(Excerpts from a dataset)
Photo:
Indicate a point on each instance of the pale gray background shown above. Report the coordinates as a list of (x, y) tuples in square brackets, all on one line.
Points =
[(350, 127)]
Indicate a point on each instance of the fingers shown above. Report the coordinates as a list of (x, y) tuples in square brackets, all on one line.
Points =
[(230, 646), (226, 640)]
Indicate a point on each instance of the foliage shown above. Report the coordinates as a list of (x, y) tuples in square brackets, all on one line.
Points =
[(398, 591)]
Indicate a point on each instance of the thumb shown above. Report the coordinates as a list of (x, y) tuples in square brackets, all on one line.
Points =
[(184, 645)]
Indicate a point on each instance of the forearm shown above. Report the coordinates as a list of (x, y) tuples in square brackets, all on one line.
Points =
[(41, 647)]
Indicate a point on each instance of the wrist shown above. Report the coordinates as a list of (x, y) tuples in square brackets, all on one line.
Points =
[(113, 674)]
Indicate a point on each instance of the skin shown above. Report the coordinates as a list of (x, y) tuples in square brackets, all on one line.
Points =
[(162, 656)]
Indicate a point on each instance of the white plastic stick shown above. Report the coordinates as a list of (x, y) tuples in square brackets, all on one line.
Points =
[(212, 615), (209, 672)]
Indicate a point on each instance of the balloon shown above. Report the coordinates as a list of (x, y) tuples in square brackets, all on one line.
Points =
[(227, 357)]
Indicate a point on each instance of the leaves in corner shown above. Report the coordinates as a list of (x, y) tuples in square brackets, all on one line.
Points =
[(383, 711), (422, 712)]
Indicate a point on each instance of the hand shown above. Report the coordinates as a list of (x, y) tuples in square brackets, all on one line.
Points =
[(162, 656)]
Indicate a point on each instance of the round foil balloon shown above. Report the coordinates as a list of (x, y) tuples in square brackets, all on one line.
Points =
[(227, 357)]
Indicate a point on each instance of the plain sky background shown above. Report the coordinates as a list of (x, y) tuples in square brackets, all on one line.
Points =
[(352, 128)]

> [ASSIGNMENT]: Please print the data above exactly as it appears.

> [EXERCISE SOLUTION]:
Photo:
Indicate a point on each instance of the pale gray background shown above. Report the coordinates as a list of (x, y) tuples in square brackets, all on one line.
Points =
[(350, 127)]
Indicate a point on each instance of the fingers shown above. Report the coordinates as a list of (x, y) tuples in square brackets, all on one line.
Points =
[(230, 646), (226, 640)]
Indicate a point on each instance of the foliage shown above. Report the coordinates as a list of (x, y) tuples in square brackets, all on one line.
Points =
[(398, 591)]
Indicate a point on each instance of the thumb shown above. Report the coordinates as a list of (x, y) tuples in square brackets, all on one line.
Points =
[(184, 645)]
Indicate a point on each instance of the forearm shown above. Report the coordinates as a list of (x, y) tuples in square brackets, all on one line.
Points =
[(41, 647)]
Indicate a point on each instance of the wrist shown above. Report the coordinates as a list of (x, y) tuples in square brackets, all on one line.
Points =
[(113, 674)]
Indicate a point on each instance of the skin shown above. Report the coordinates as a list of (x, y) tuples in square brackets, all on one line.
Points =
[(162, 656)]
Indicate a point on each instance of the white plastic stick shown above. Report the coordinates as a list of (x, y) tuples in square brackets, all on one line.
Points =
[(212, 615), (209, 672)]
Indicate a point on each instance of the balloon shown above. Report the coordinates as a list of (x, y) tuples in square brackets, all on one line.
Points =
[(227, 357)]
Indicate a point on each instance of the leaves in corner shown above. Report the coordinates as a list of (x, y) tuples in square brackets, all on one line.
Points =
[(383, 711), (422, 712)]
Indicate a point on each instance of the hand shown above. Report the coordinates as a list of (x, y) tuples in square brackets, all on one line.
Points =
[(162, 656)]
Indicate a point on each instance of the round foil balloon shown above. Report the coordinates as a list of (x, y) tuples in square brackets, all on one line.
Points =
[(227, 357)]
Indicate a point on each instance of the plain sky background shown above. Report the coordinates as a list of (x, y) tuples in square brackets, all on one line.
Points =
[(352, 128)]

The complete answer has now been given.